* _Task requirements_
Copy every entry in the listing below exactly, but not the pictures.

────────

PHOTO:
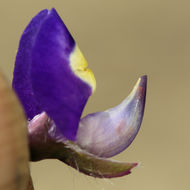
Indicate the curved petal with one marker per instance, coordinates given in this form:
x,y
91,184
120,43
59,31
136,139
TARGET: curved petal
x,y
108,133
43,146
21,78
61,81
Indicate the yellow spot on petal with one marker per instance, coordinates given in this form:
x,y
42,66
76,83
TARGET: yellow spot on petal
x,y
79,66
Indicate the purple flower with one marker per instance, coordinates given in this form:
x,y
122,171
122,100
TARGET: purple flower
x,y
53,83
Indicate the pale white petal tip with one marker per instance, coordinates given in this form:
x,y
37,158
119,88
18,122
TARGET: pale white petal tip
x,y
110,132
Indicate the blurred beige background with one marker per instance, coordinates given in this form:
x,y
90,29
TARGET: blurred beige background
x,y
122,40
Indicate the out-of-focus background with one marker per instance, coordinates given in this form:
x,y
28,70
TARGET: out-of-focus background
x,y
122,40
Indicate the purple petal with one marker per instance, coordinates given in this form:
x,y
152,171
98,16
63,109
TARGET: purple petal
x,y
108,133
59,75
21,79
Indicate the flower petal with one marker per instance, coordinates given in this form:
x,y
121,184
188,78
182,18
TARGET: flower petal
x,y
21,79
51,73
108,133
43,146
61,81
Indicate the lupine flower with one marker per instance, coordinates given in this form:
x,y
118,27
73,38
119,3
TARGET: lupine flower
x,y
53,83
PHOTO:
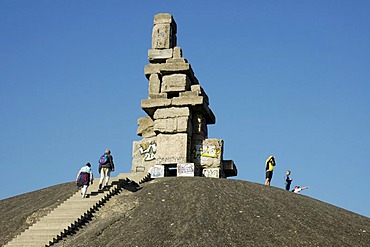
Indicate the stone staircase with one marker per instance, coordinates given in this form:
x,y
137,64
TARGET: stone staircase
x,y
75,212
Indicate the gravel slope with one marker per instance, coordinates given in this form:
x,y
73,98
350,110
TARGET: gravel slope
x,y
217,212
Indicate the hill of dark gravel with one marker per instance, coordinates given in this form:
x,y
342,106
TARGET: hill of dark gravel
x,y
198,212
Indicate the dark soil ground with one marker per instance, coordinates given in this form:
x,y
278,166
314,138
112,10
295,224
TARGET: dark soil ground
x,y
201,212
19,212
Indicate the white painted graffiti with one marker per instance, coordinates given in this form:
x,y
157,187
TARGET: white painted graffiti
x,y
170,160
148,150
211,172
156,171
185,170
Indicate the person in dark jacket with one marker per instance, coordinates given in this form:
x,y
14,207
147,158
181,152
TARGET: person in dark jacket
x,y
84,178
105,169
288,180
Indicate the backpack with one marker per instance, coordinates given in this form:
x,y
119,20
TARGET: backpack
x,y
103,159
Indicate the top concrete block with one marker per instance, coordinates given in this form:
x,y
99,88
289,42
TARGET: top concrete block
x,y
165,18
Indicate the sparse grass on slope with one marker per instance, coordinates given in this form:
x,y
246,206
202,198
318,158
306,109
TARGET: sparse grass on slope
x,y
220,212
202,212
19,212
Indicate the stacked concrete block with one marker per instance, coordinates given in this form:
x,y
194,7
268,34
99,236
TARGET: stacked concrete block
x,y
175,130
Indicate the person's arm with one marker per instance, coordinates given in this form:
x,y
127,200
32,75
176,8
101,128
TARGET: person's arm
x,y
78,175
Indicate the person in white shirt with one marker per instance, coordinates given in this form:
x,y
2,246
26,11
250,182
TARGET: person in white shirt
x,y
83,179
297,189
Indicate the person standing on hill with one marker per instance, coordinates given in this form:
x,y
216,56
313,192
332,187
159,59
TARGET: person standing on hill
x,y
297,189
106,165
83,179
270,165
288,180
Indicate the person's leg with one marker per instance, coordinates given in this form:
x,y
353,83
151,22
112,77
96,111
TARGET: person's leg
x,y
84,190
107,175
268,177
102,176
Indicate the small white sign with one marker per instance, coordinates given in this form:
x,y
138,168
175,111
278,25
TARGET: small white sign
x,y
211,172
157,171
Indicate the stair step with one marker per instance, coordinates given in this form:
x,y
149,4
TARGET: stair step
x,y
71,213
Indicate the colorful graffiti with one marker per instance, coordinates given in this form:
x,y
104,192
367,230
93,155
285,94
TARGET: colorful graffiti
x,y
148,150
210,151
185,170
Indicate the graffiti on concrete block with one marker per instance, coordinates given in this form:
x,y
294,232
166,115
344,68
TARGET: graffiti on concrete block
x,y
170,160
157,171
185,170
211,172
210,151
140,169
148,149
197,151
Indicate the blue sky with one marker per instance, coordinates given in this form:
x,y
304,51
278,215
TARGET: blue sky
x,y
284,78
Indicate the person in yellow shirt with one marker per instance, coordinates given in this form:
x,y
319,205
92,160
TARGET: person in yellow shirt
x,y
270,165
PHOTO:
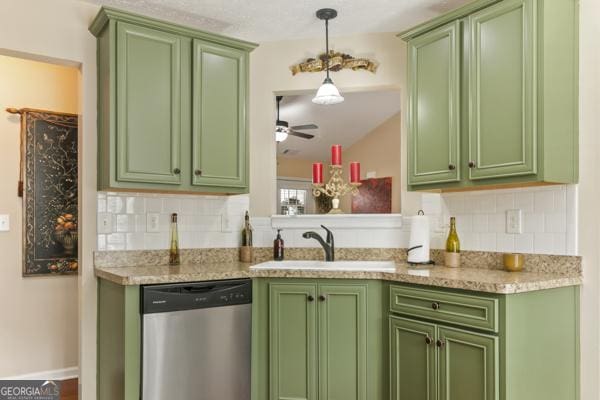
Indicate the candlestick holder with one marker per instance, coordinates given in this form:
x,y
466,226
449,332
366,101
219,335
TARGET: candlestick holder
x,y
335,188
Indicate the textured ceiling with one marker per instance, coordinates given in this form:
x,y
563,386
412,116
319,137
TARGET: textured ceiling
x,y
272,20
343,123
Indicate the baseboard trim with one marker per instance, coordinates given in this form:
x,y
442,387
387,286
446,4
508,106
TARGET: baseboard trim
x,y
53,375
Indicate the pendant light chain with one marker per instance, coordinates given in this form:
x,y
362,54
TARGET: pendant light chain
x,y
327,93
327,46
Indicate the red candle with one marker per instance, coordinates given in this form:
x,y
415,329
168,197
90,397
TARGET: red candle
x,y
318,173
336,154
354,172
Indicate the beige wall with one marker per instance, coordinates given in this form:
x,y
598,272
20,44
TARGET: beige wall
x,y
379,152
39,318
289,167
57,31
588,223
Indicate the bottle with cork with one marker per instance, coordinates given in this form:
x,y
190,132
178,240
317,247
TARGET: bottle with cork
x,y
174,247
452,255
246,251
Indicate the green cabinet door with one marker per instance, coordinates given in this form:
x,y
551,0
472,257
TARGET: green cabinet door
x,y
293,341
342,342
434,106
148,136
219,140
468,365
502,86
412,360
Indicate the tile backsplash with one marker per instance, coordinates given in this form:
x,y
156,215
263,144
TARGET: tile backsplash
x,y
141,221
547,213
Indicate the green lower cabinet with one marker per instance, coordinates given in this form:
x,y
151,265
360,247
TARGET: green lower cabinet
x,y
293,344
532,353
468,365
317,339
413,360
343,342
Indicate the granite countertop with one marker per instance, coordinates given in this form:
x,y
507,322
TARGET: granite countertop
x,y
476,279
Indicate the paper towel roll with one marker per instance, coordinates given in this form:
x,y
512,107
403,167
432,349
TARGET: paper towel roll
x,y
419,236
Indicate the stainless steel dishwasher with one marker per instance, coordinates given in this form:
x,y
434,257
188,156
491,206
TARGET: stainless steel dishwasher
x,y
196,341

────────

* _Response to the task_
PHOTO:
Indicate the curved petal with one marker per instance, coordinates given in this form:
x,y
91,184
120,43
59,31
136,139
TARGET: curved petal
x,y
108,133
43,146
21,78
61,81
Indicate the yellow spot on petal with one marker per instance, coordinates given in this form:
x,y
42,66
76,83
TARGET: yellow spot on petal
x,y
79,66
Indicate the purple flower with one marker per instance, coordinates given in this form:
x,y
122,171
122,100
TARGET: purple flower
x,y
53,83
Indicate the pale white petal tip with one marker per instance, coordinates given in this form:
x,y
37,158
119,88
18,122
TARGET: pale white petal tip
x,y
110,132
Indicate the blurred beige background with one marker per instance, coordinates given in this form:
x,y
90,29
TARGET: blurred beige background
x,y
122,40
Indicate the out-of-focus background with one marker per instance, coordinates given in this form:
x,y
28,70
TARGET: out-of-focus background
x,y
122,40
Indicate the purple petal with one marker per instance, coordinates given in this form:
x,y
152,171
98,16
63,109
TARGET: purple petal
x,y
108,133
59,75
21,79
Indicate the flower petal with one marker per instance, coordinates given in this form:
x,y
121,184
188,78
182,18
TARGET: flower petal
x,y
21,79
51,73
108,133
43,146
61,81
Indicate the lupine flower with one marker per instance, coordinates given in this form:
x,y
118,27
73,38
119,3
TARGET: lupine flower
x,y
53,83
PHOTO:
Indicate the stone staircase with one marker per instance, coordinates given in this form:
x,y
137,64
TARGET: stone staircase
x,y
75,212
Indicate the gravel slope with one marker per instance, coordinates given in this form:
x,y
73,98
350,110
TARGET: gravel slope
x,y
217,212
Indicate the hill of dark gravel with one marker per instance, coordinates given in this form:
x,y
342,106
TARGET: hill of dark gravel
x,y
198,212
Indicate the dark soil ground with one marker per instance, coordinates given in this form:
x,y
278,166
314,138
112,10
295,224
TARGET: dark soil ground
x,y
201,212
19,212
Indicate the white painted graffiti with one marker per instance, coordinates given in this form:
x,y
157,187
TARGET: white painted graffiti
x,y
170,160
148,150
211,172
156,171
185,170
Indicate the person in dark jacket with one marker per instance, coordinates given in this form:
x,y
14,207
147,158
181,152
TARGET: person in dark jacket
x,y
84,178
105,169
288,180
Indicate the backpack with one marker per instance, coordinates given in this form:
x,y
119,20
TARGET: backpack
x,y
103,159
Indicate the top concrete block with one marker per instance, coordinates given in this form:
x,y
99,88
289,42
TARGET: top concrete block
x,y
165,18
Indicate the sparse grass on slope with one marker per instance, coordinates given in this form:
x,y
246,206
202,198
318,158
306,109
TARGET: sparse grass on slope
x,y
220,212
202,212
19,212
Indicate the stacked concrete block with one marker per instance, coordinates given in this form:
x,y
194,7
268,34
99,236
TARGET: stacked concrete block
x,y
175,130
Indicate the person's arm with one marker per instance, coordinates given in this form:
x,y
127,200
32,75
176,8
101,128
TARGET: person's arm
x,y
78,175
Indicate the person in white shirt with one marker per instance, coordinates given in this form:
x,y
2,246
26,11
250,182
TARGET: person in white shirt
x,y
83,179
297,189
Indicate the person standing on hill with one marker per instance, coordinates given in this form:
x,y
216,56
313,192
332,187
159,59
TARGET: person standing on hill
x,y
297,189
106,165
83,179
270,165
288,180
Indicate the person's leg with one marker per instance, coordinates given in this form:
x,y
353,83
151,22
112,77
96,111
TARGET: person's leg
x,y
84,190
107,175
268,177
102,176
Indicate the small white sign with one marker per instance, coordinates given in this form:
x,y
138,168
175,111
278,25
TARGET: small white sign
x,y
211,172
157,171
Indicate the stair step with one marker per instance, coordinates given in this form:
x,y
149,4
TARGET: stair step
x,y
71,213
Indicate the colorful graffiti with one marker per instance, coordinates given in this form:
x,y
104,192
367,230
93,155
285,94
TARGET: colorful graffiti
x,y
148,150
210,151
185,170
Indicate the graffiti on concrete block with one marker per instance, coordinates given in this form:
x,y
294,232
166,115
344,68
TARGET: graffiti on concrete block
x,y
170,160
157,171
185,170
211,172
210,151
140,169
148,149
197,151
Indicate the blue sky with one marker per instance, coordinates given in this form:
x,y
304,51
278,215
TARGET: blue sky
x,y
284,78
Indicate the person in yellow shirt with one marker per instance, coordinates given in this form:
x,y
319,205
92,160
TARGET: person in yellow shirt
x,y
270,165
PHOTO:
Indicate the candlestick holder with one marker per instance, coordinates given in this form:
x,y
466,226
449,332
366,101
219,335
TARGET: candlestick holder
x,y
335,188
Indicate the textured ceiling with one marker per instance, coordinates given in this form:
x,y
563,386
412,116
319,137
TARGET: textured ceiling
x,y
272,20
343,123
Indicate the baseboard trim with one marker per instance, coordinates given in this form:
x,y
442,387
387,286
446,4
508,106
TARGET: baseboard trim
x,y
53,375
Indicate the pendant light chain with one marker per instance, coordinates given in this form:
x,y
362,54
TARGET: pendant light chain
x,y
327,93
327,46
Indicate the red candle with one marker per instance, coordinates given in this form:
x,y
415,329
168,197
90,397
TARGET: red candle
x,y
318,173
336,154
354,172
Indicate the beige wall with one marker per instance, coordinates given in this form:
x,y
598,272
20,44
TARGET: beige wall
x,y
379,152
39,318
289,167
57,31
588,223
Indicate the bottle with cork with one marker per instance, coordinates given in this form:
x,y
190,132
178,240
317,247
TARGET: bottle with cork
x,y
174,247
452,255
246,251
Indicate the green cabinet door with one marker per instance, coordinates given in this form:
x,y
551,0
472,257
TARGET: green cabinet door
x,y
293,341
342,342
434,106
148,136
219,140
468,365
502,86
412,360
Indicate the tile backsplash with one marker per instance, coordinates given in this form:
x,y
156,215
263,144
TARGET: tile backsplash
x,y
141,221
547,213
Indicate the green lower cabinet with one marker per instance, coordinates given in this form:
x,y
151,265
360,247
TARGET: green lower cabinet
x,y
293,344
532,353
468,365
317,339
413,360
343,342
Indicate the granite countertop with one marker per instance, coordinates given in this form:
x,y
507,322
TARGET: granite countertop
x,y
476,279
Indicate the paper towel roll with one marker per instance, coordinates given in this form:
x,y
512,107
403,167
432,349
TARGET: paper towel roll
x,y
419,236
Indicate the stainless steel dishwasher with one marker per instance, coordinates given in this form:
x,y
434,257
188,156
491,206
TARGET: stainless steel dishwasher
x,y
196,341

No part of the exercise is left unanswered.